Passage to read>
● ● ●
Beirut #7

Beirut 43Class Beirut 42days are good days! Teaching spiritual warfare with Dr. Martin’s 7 week old is wonderful. We are working through the biblical material with excursions onto side trials. But 12 class hours – excluding breaks and lates – limits severely the trails we can go down.

Mornings include breakfast where the choices are varied but quite different than the breakfast buffet in America as you can see. Sherry asked Ellie to identify the cheeses but it was not helpful. There are no western names for them. You just grab some pita, some cheese, yoghurt, Middle Eastern style olives (which I love), a cup of tea and enjoy!

Afternoon included an hour and a half with Alia who explained all the dimensions of the Lebanon Society for Educational & Social Development (LSESD), led by Nabil Costa, a most effective leader. ABTS is one of six arms and it was wonderful to hear stories of students, many of whom I got to know, doing church and evangelistic ministry all over the Arabic world. Ironically, the 2006 war was a stimulus to several of the ministries.
● ● ●
Given information>
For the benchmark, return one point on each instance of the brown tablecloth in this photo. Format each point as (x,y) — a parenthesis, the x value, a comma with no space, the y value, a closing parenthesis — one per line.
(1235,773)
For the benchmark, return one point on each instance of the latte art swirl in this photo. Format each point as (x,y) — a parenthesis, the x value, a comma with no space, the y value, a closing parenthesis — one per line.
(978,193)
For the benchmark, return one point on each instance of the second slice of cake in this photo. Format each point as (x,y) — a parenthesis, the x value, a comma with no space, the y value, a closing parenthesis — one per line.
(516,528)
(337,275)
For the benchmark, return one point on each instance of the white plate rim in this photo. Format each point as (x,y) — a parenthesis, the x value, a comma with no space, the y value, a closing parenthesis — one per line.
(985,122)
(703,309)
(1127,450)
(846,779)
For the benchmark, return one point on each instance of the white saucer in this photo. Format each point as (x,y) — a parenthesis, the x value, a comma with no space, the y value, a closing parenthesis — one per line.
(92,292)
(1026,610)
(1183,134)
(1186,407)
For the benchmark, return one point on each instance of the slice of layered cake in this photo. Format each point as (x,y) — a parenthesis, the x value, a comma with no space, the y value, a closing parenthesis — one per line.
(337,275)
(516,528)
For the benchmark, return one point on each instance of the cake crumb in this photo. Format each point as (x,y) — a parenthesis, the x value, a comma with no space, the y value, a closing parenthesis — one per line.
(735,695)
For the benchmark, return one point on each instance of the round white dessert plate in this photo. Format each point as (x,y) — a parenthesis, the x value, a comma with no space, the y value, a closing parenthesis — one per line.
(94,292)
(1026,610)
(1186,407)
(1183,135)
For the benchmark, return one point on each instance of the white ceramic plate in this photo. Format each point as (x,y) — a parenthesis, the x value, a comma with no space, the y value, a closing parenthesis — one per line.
● ● ●
Resume the Beirut #7 travel post, starting after its final sentence about the 2006 war, and write one further paragraph in the same voice.

Task response>
One story that touched deeply comes from the Institute for Middle Eastern Studies, which focuses on Christian Muslim dialogue. When the Israeli bombs began to fall on south Beirut, a heavily Hezbollah area, one of the leaders here telephoned the Shi’a sheik there with whom he’d had dialogue and asked how he could help. That resulted in many homeless families living in facilities owned by LSESD. Later that highly influential sheik spoke publically of a Christianity he’d never experienced before. That’s what happens when genuine Christian concern for friendship and understanding reaches out to a friend in need and offers service in the name of Jesus.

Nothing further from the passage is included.